→ **Task prompt**: Can you quote the lines below exactly, starting at the line with "Point out the older woman's nose, providing" and going through the last one?

---------- Input for this task

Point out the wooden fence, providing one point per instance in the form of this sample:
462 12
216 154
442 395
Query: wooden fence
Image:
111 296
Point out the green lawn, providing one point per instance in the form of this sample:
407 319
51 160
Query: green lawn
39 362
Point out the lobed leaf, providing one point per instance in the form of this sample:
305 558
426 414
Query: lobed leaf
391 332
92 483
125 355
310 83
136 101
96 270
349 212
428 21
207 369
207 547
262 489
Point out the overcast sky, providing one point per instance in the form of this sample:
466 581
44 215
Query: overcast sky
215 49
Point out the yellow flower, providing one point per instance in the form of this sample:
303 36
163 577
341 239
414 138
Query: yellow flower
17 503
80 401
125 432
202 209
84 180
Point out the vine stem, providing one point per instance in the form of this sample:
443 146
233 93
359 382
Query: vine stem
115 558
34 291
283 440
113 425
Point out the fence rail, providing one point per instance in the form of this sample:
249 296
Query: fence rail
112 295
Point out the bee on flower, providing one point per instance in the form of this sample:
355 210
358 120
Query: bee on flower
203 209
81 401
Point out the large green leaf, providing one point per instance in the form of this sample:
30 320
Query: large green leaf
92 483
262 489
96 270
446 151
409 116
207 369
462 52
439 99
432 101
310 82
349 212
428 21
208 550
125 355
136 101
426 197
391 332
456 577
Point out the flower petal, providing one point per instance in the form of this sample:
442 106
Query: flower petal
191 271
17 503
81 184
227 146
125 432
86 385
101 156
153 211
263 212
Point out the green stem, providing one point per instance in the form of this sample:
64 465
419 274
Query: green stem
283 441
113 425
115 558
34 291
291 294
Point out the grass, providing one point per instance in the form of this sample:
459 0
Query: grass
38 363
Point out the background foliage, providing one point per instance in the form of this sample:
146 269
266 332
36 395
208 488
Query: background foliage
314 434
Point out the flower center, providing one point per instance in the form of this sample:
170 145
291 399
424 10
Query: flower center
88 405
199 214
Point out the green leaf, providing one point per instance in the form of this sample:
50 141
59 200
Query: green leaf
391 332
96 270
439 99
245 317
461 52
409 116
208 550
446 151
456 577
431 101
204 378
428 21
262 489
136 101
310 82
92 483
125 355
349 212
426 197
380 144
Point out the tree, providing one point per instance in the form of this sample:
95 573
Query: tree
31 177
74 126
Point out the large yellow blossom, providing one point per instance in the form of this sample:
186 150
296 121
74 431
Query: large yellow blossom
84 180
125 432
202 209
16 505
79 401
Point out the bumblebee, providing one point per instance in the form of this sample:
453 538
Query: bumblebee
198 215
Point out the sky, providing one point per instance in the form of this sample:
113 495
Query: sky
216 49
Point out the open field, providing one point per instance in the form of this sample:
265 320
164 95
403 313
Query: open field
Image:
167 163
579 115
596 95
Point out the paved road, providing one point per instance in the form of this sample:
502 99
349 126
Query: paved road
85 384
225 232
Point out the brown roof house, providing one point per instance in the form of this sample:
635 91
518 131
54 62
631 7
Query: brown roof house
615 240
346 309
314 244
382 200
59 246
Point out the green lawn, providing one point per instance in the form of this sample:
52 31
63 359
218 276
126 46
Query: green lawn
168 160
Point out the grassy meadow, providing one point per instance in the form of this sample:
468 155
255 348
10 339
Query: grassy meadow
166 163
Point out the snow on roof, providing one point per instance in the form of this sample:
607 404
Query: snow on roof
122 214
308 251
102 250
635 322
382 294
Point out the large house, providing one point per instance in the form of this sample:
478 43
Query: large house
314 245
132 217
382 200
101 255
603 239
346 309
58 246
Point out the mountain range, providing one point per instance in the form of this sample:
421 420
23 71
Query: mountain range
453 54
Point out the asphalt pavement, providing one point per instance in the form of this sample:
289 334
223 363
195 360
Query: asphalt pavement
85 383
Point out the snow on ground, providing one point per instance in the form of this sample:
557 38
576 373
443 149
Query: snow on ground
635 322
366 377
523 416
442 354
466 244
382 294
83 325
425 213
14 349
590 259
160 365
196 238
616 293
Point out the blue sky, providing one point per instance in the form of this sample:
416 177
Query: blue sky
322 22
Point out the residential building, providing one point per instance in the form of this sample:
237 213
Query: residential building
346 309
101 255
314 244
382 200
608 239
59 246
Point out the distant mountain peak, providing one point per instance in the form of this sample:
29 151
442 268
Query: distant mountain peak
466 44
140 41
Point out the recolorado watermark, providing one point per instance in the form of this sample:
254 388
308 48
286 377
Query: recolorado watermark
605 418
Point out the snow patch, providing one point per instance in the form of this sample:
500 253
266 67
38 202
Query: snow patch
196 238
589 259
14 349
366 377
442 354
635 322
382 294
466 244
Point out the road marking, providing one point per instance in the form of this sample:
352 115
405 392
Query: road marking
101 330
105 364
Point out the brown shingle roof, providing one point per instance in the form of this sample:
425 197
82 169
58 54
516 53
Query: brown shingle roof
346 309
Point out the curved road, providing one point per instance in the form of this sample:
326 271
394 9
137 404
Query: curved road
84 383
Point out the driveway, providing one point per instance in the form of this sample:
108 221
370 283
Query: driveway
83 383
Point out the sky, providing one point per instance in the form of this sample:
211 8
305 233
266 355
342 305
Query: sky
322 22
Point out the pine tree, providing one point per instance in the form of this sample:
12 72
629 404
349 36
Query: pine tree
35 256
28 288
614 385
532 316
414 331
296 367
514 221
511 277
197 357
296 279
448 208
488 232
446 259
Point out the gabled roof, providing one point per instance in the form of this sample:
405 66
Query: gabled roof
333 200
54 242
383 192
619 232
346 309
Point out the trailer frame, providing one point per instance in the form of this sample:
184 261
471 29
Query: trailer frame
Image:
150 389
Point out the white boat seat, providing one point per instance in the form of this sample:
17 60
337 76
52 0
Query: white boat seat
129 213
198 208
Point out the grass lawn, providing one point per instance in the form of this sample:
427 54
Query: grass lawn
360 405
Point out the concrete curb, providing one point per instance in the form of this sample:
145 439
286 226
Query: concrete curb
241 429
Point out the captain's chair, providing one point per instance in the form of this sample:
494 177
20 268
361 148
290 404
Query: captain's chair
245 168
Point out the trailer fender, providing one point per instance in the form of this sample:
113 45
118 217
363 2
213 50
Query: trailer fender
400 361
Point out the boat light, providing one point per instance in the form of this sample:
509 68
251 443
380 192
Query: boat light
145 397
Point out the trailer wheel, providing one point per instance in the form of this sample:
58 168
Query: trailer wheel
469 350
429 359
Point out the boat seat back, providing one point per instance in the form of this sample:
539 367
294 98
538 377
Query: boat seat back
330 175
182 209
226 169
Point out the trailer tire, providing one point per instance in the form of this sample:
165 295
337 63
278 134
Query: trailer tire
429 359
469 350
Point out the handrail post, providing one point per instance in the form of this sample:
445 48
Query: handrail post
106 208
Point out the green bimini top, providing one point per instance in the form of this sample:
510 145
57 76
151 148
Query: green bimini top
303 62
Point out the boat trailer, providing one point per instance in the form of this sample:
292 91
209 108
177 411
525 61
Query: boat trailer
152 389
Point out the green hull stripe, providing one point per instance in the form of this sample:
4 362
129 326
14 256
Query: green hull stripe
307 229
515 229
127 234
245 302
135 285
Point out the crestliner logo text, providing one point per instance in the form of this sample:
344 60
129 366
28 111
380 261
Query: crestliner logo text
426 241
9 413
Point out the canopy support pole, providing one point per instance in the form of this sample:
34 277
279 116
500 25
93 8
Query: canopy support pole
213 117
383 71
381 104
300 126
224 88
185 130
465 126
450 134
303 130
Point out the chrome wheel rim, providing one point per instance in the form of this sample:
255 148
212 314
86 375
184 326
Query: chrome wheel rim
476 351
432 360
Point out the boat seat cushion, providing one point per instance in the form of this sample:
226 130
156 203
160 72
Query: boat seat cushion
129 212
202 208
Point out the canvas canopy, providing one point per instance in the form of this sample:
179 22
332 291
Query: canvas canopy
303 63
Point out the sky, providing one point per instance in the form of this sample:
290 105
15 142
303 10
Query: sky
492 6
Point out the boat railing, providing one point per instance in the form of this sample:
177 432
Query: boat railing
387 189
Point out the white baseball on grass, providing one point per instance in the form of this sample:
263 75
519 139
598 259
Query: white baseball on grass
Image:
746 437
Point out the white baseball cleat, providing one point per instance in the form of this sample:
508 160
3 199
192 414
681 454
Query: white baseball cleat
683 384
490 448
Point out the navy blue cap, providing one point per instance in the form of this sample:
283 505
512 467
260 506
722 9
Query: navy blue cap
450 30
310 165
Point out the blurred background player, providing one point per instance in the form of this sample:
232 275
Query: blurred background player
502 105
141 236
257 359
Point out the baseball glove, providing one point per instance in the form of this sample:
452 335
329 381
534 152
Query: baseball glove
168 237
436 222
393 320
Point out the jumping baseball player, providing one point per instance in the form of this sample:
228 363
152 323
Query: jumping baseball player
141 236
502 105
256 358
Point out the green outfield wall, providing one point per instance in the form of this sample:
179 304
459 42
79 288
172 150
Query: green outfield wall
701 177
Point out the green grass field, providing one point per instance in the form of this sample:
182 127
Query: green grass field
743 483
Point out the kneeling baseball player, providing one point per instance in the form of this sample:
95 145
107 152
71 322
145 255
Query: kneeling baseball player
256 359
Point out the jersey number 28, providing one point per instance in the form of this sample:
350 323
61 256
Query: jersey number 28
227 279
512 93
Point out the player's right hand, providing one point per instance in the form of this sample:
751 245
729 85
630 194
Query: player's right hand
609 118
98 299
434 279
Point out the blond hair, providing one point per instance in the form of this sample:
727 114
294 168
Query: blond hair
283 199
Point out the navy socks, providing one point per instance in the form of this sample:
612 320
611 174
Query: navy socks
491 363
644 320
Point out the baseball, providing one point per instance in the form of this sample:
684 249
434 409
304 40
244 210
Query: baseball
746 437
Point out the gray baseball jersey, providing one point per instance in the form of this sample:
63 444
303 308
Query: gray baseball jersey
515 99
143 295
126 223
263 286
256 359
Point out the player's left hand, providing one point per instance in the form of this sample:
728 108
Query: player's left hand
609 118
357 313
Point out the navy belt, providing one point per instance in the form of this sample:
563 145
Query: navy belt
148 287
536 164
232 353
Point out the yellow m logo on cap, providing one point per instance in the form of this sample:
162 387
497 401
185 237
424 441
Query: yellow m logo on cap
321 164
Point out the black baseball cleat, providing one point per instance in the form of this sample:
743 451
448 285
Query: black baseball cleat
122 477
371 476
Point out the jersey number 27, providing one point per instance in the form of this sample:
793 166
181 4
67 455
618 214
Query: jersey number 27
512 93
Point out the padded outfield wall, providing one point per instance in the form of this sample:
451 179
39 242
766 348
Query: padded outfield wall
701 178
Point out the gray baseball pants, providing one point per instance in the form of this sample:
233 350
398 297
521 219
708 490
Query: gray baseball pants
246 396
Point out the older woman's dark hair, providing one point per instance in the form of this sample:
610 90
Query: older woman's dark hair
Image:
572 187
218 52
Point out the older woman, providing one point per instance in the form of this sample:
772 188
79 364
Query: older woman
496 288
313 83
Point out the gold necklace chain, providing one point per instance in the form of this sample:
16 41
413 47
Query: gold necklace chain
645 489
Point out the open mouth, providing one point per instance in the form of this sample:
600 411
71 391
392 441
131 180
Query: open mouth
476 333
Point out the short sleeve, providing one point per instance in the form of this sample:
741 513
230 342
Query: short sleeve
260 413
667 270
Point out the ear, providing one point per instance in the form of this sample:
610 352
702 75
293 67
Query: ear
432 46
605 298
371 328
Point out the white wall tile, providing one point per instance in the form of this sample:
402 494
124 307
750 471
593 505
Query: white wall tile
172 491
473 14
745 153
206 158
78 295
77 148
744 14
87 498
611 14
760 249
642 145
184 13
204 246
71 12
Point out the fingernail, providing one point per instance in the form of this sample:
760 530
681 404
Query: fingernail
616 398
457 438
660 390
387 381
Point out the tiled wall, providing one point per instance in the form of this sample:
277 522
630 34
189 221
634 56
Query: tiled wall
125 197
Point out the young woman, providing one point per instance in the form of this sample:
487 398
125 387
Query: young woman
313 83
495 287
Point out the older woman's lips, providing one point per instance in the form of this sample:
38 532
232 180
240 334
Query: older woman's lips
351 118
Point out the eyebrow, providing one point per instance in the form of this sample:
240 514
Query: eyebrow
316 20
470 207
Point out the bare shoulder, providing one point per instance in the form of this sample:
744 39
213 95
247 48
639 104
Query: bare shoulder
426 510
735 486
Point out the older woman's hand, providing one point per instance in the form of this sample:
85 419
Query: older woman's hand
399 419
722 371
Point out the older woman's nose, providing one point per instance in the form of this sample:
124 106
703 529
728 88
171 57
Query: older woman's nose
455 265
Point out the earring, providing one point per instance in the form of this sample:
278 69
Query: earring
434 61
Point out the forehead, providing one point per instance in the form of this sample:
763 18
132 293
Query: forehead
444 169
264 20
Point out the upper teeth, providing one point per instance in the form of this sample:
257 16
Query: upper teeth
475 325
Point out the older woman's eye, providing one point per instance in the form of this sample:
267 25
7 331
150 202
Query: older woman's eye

--------------------

→ **Answer in full**:
Point out the older woman's nose, providing one point per instance in the form of this sample:
124 106
703 529
728 88
171 57
Query: older woman's nose
455 265
Point out the earring, providing one point per instance in the form of this sample:
278 69
Query: earring
434 61
Point out the forehead, providing one point per instance in the form of this sample:
763 18
132 293
Query: forehead
444 169
264 20
Point out the upper teeth, providing one point per instance in the form of this sample:
257 16
Query: upper teeth
475 325
Point out the older woman's eye, providing one point per instance in the form of this sample:
267 25
7 331
150 202
Query: older woman's eye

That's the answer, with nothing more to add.